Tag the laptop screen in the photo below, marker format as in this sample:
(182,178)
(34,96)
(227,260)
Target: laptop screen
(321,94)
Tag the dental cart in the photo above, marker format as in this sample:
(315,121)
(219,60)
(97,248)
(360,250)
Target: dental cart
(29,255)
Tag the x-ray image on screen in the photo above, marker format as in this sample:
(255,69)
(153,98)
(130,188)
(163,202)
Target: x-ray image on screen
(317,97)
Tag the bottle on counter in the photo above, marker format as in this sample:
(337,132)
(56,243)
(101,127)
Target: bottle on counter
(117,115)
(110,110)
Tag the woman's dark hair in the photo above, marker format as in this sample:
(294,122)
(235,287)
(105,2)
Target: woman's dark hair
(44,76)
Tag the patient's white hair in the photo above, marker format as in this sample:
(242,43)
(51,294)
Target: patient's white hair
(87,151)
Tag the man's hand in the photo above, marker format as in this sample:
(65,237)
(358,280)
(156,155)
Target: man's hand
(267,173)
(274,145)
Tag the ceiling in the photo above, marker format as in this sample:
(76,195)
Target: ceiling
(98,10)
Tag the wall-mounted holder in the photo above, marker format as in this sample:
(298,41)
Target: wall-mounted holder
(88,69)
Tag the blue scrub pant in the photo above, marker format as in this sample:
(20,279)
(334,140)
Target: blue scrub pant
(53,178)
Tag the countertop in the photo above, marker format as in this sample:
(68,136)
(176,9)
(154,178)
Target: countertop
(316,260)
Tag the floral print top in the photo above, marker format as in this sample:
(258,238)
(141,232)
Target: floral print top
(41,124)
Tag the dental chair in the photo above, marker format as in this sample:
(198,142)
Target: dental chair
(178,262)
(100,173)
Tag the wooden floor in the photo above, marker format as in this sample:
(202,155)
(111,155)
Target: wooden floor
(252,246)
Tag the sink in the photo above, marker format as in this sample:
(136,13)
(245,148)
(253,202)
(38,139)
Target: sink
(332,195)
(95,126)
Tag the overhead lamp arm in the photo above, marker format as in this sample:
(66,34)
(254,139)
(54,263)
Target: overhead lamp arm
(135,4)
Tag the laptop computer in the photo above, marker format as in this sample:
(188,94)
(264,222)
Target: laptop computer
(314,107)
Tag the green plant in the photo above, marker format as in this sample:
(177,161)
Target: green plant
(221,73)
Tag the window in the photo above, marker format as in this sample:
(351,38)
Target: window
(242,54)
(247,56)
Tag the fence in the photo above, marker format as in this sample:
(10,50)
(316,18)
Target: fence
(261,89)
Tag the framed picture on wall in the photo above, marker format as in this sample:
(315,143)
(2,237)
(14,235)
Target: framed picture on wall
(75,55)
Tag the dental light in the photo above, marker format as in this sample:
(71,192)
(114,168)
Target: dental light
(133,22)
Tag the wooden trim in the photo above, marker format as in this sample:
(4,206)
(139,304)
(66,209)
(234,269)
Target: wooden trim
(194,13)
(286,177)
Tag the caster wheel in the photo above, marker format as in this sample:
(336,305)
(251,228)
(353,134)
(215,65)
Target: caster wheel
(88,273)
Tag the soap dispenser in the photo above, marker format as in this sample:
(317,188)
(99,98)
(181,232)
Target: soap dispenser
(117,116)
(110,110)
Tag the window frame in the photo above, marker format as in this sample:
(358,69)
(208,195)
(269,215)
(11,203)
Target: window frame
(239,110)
====================
*TÂCHE À RÉALISER*:
Reproduisez à l'identique l'ensemble des enregistrements ci-dessus, ligne par ligne, sans rien modifier.

*RÉSULTAT ATTENDU*:
Tag the laptop screen in the photo below, marker format as in this sample:
(182,178)
(34,96)
(227,260)
Target: laptop screen
(321,94)
Tag the dental cart in the photo above, marker format as in this sample:
(315,121)
(219,60)
(97,248)
(360,250)
Target: dental cart
(29,255)
Tag the x-ray image on screen in the photo above, marker format as in this sample:
(255,69)
(153,98)
(130,188)
(163,202)
Target: x-ray image on screen
(317,97)
Tag the bottle on counter in the photo above, marker format as in this sample:
(337,132)
(56,243)
(101,127)
Target: bottle on counter
(117,115)
(110,110)
Tag the woman's dark hair in the photo above, marker format as in this sample:
(294,122)
(235,287)
(105,2)
Target: woman's dark hair
(44,76)
Tag the patient's white hair in the photo above, marker format as in this sample:
(242,43)
(51,294)
Target: patient's white hair
(87,151)
Tag the man's hand in the photo above, marker format as in this sample:
(65,237)
(358,280)
(156,155)
Target: man's hand
(267,173)
(274,145)
Tag the ceiling in the photo above, marker format as in this sample:
(76,195)
Target: ceiling
(98,10)
Tag the wall-mounted holder in the photo above, marker format as in this sample:
(298,41)
Target: wall-mounted holder
(88,69)
Tag the blue scrub pant in the photo above, marker format as in this sample:
(20,279)
(334,140)
Target: blue scrub pant
(53,178)
Tag the countertop in the photo above, marker format as in this sample:
(68,136)
(176,9)
(154,178)
Target: countertop
(316,260)
Tag the floral print top in the photo above, marker format as in this sample:
(258,238)
(141,232)
Target: floral print top
(41,124)
Tag the dental chair in the photo above, marker format as in this sample:
(198,142)
Target: dental chair
(178,262)
(100,173)
Tag the wooden floor in the photo above, marker format as in this sample:
(202,155)
(111,155)
Target: wooden floor
(252,246)
Tag the sink in the photo above, marker format as in this sample:
(136,13)
(245,148)
(253,202)
(38,139)
Target: sink
(332,195)
(95,126)
Tag the overhead lamp arm in the photo above, marker format as in this sample:
(66,34)
(254,139)
(54,263)
Target: overhead lamp arm
(135,4)
Tag the laptop computer in the photo above, marker format as in this sample:
(188,94)
(264,222)
Target: laptop computer
(314,107)
Tag the green plant in the photo above, marker format as in this sample:
(177,161)
Target: green plant
(221,73)
Tag the window in the photo above, marker format as in this sample:
(351,38)
Target: window
(242,54)
(247,56)
Tag the fence in the photo above, marker format as in this sample:
(10,50)
(316,18)
Target: fence
(261,89)
Tag the framed picture on wall in the photo above, marker format as in this sample:
(315,143)
(2,237)
(14,235)
Target: framed picture on wall
(75,55)
Tag the dental light in the photo above, marker format as in this sample:
(71,192)
(114,168)
Target: dental light
(133,22)
Tag the wooden trim in the photo above, marker format as in this sample:
(4,206)
(139,304)
(66,209)
(234,269)
Target: wooden trim
(194,13)
(286,177)
Tag the caster wheel in the photo above, marker format as in this sample:
(336,305)
(251,228)
(353,134)
(215,65)
Target: caster wheel
(88,273)
Tag the soap dispenser in the photo above, marker format as in this sample:
(317,188)
(99,98)
(181,232)
Target: soap dispenser
(117,116)
(110,110)
Tag the window frame in the photo above, marker format as in this sample:
(358,69)
(208,195)
(269,215)
(11,203)
Target: window frame
(239,110)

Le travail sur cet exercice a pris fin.